SELECTED PASSAGE:
* START *
# Now this is a pretty scarf (K)



## qod (Oct 15, 2011)

http://olivemermaids.blogspot.com/2010/02/reversible-circles-of-lace.html


----------



## kiwiannie (Jul 30, 2011)

:thumbup: :thumbup:


----------



## Sherry1 (May 14, 2011)

That is just beautiful. Never followed a lace chart before but this pattern is tempting me to try.
Thanks


----------



## missmolly (Jun 8, 2011)

That's a beautiful pattern :thumbup: :thumbup:


----------



## Pumpkin007 (Jan 2, 2013)

Beautiful and reversible!!! Thanks!!!


----------



## scot_belle (Feb 10, 2013)

Sherry1 said:


> That is just beautiful. Never followed a lace chart before but this pattern is tempting me to try.
> Thanks


The graphs are a lot easier to comprehend and to follow than those long winded-instructions, but yes reading through all of that is a good idea. ;-)

I am new to lace knitting, the Meads Scarf is my WIP now, but the graph has been my lifesaver. THAT, and a log of what row is next. Lots of interruptions via my happy pups, so I can get lost in a big hurry, and the written progress log is purrfect!!

The biggest issue that I had when I started...was remembering that the Y/O was only an action....and not a stitch in itself. Repeatedly I found myself with an extra stitch where it didn't belong, or...I was reading....thinking that I have done the Y/O, but looking to see what I was to do with that Y/O. In crochet, when there's an action there is a stitch, but in knitting I have found that this concept does not translate as being equal. 

Lisa


----------



## Pumpkin007 (Jan 2, 2013)

scot_belle said:


> The graphs are a lot easier to comprehend and to follow than those long winded-instructions, but yes reading through all of that is a good idea. ;-)
> 
> I am new to lace knitting, the Meads Scarf is my WIP now, but the graph has been my lifesaver. THAT, and a log of what row is next. Lots of interruptions via my happy pups, so I can get lost in a big hurry, and the written progress log is purrfect!!
> 
> ...


Don't forget stitch markers for each repeat and lifelines. They will help also.


----------



## scot_belle (Feb 10, 2013)

Don't forget stitch markers for each repeat and lifelines. They will help also.

Pumpkin007
-------------------------

Thank you. YES. The markers have kept my seed stitch edges straight, but so far (1/3 finished)...I have not needed the lifeline. At least not seriously. My Mead Scarf is double-wide so that it is planned to be more of a shawl rather than a neck scarf, and....is a beautiful "faded" dark blue. :thumbup: 

Lisa


----------



## grandmatimestwo (Mar 30, 2011)
* END *
WRITTEN PROBLEM A: Print the records that follow, line for line and unchanged.

GIVEN DATA:
* START *
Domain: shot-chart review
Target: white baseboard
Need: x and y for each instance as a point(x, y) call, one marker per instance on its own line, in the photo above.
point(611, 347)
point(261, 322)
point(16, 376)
* END *
WRITTEN PROBLEM B: From the scarf thread, output the passage word for word, starting at the words "## Sherry1 (May" and ending after "(Jun 8, 2011)".

WRITTEN REPLY A:
Domain: shot-chart review
Target: white baseboard
Need: x and y for each instance as a point(x, y) call, one marker per instance on its own line, in the photo above.
point(611, 347)
point(261, 322)
point(16, 376)

WRITTEN REPLY B:
## Sherry1 (May 14, 2011)

That is just beautiful. Never followed a lace chart before but this pattern is tempting me to try.
Thanks


----------



## missmolly (Jun 8, 2011)